▼

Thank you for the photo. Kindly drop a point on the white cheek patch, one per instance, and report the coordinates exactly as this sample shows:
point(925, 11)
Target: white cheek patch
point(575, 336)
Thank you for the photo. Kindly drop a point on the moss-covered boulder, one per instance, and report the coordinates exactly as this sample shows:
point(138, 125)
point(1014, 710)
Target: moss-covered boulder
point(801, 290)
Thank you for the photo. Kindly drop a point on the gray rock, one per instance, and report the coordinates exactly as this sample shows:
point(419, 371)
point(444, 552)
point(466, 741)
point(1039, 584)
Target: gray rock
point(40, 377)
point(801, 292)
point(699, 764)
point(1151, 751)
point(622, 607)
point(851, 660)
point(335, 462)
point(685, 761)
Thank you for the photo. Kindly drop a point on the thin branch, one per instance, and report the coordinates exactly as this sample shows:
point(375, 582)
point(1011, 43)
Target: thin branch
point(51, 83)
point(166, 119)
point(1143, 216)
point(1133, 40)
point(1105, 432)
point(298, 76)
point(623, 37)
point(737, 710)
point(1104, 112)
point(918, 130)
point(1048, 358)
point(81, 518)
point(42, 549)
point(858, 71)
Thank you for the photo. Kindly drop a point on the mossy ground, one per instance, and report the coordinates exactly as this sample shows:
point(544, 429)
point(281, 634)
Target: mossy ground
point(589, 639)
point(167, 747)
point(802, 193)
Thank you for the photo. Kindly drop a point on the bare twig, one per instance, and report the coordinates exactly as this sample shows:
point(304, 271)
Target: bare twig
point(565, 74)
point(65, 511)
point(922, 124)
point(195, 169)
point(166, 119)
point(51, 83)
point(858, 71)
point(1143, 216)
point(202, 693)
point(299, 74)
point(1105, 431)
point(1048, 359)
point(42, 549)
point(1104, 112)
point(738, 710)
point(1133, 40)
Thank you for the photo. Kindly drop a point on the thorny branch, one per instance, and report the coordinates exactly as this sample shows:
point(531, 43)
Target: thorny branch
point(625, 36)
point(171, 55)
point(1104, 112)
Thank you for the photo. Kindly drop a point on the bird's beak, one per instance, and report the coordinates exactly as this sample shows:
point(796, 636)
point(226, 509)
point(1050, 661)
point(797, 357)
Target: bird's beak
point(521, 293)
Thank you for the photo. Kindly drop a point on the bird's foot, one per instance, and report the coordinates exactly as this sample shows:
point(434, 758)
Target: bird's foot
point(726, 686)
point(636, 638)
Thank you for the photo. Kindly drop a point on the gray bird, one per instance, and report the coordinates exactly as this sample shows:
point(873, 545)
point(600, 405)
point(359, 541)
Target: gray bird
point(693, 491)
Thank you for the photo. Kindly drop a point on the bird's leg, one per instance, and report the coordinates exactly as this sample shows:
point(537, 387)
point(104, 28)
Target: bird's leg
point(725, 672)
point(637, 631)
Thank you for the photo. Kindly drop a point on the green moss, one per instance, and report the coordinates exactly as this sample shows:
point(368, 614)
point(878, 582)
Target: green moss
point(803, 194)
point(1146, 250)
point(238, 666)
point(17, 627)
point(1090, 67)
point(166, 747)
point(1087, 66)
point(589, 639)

▲

*PROBLEM DETAILS*
When you repeat the lines, start with the first line of the material and end with the line that contains "on the thin", keeping both and reproducing each exactly, with nothing added.

*SOLUTION TO THIS TASK*
Thank you for the photo. Kindly drop a point on the white cheek patch, one per instance, and report the coordinates exactly as this sample shows:
point(925, 11)
Target: white cheek patch
point(575, 336)
Thank you for the photo. Kindly drop a point on the moss-covered boulder, one per instance, and report the coordinates exactly as this sample shows:
point(138, 125)
point(1014, 710)
Target: moss-covered boulder
point(801, 290)
Thank you for the photo. Kindly drop a point on the gray rock, one per instance, and report the coordinates exactly as this sample shows:
point(419, 371)
point(444, 552)
point(466, 741)
point(1039, 584)
Target: gray rock
point(40, 377)
point(801, 292)
point(699, 764)
point(1151, 751)
point(622, 607)
point(851, 660)
point(335, 462)
point(685, 761)
Thank you for the photo. Kindly drop a point on the thin branch, one per instance, and report the coordinates exactly as this sample shows:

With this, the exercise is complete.